▶ **Exercise goal**
Treat the line containing "Would it be possible to detect the concrete platform" as the first line of the answer and the last line of the data as its final line, reproducing every line between exactly.

▶ **Information supplied**
*-*-*
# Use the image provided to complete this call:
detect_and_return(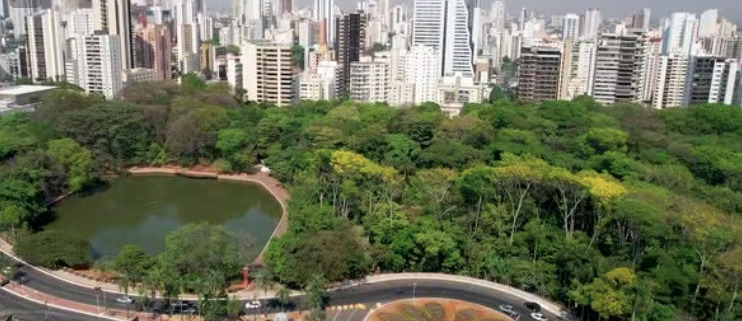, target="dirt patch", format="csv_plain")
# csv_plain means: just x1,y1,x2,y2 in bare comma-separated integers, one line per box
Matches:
367,299,512,321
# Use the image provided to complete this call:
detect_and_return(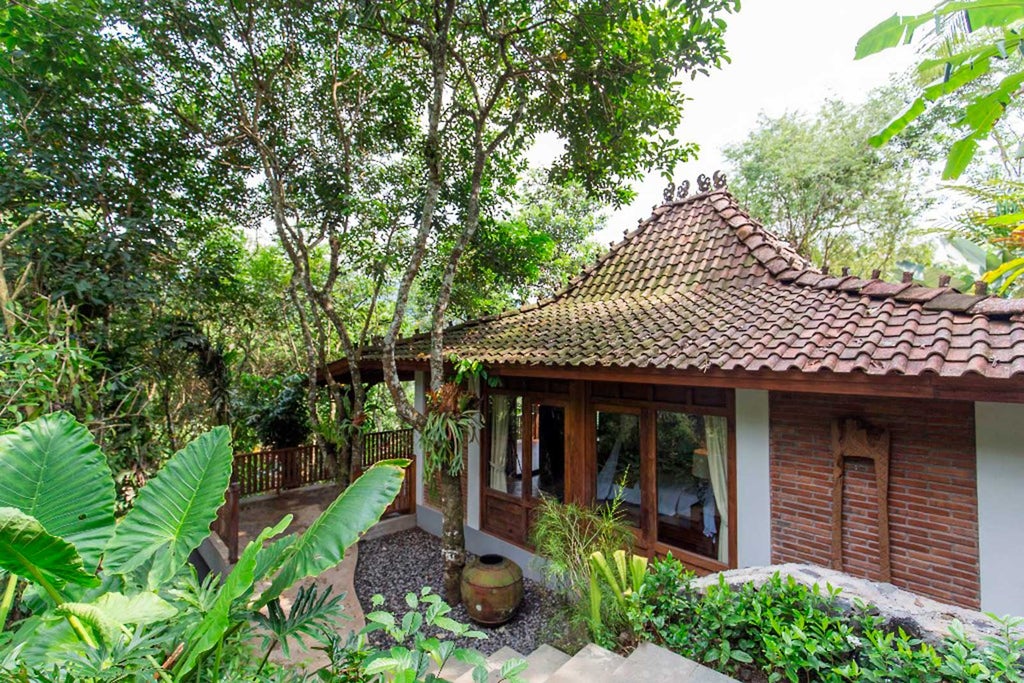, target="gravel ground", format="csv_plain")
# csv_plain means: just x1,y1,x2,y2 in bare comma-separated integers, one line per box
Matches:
355,528,559,656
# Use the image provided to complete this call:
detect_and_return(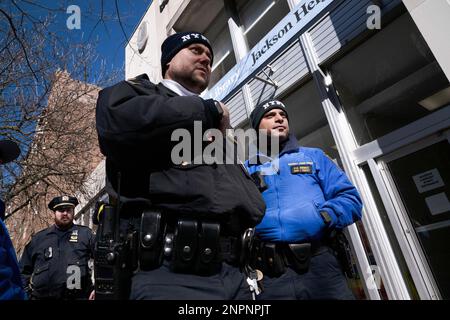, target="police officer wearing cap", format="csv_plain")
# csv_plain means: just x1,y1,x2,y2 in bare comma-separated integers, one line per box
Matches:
0,139,27,300
96,31,265,299
245,99,362,299
20,196,95,299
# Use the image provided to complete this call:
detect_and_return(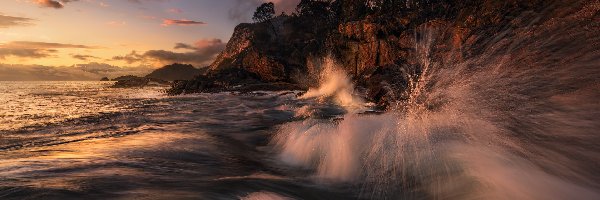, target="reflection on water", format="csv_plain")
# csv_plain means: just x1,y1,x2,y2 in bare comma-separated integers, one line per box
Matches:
0,82,352,199
0,81,164,131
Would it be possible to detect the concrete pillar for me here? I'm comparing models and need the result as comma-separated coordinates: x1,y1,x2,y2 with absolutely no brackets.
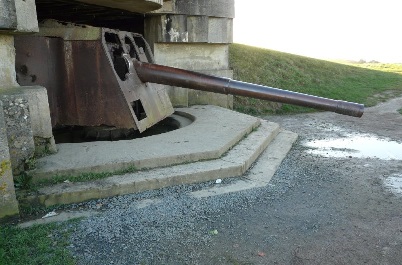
0,35,18,87
0,0,55,177
0,101,20,219
23,87,57,156
0,0,39,34
0,89,35,175
144,0,234,108
0,1,56,221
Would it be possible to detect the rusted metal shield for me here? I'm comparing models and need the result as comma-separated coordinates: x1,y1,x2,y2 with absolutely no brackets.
15,25,173,132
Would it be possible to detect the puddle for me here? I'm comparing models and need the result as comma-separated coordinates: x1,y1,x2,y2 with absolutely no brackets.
304,135,402,160
384,174,402,195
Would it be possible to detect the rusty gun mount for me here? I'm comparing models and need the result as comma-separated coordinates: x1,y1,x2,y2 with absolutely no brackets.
125,58,364,118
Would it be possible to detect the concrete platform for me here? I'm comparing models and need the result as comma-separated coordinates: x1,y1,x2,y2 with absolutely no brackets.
29,105,261,181
22,105,298,207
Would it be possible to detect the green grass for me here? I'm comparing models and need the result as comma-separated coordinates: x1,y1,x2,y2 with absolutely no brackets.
0,223,75,265
16,165,138,191
398,108,402,115
36,165,137,187
230,43,402,115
*-*-*
▶ **Solution for this task**
Would it be possible to detect the concrete platform for me here? I'm comparing models and need the result as comma-separated coordinates: x1,y1,x2,y2 with absolutely no brackets.
29,105,261,181
22,105,298,207
Would it be possible to detect the green grass for me here? I'm comparing models and need the result as comma-separated coordinates: x1,y1,x2,y2 with absolutely no brackets.
0,223,75,265
16,165,138,191
398,108,402,115
36,165,137,187
230,43,402,115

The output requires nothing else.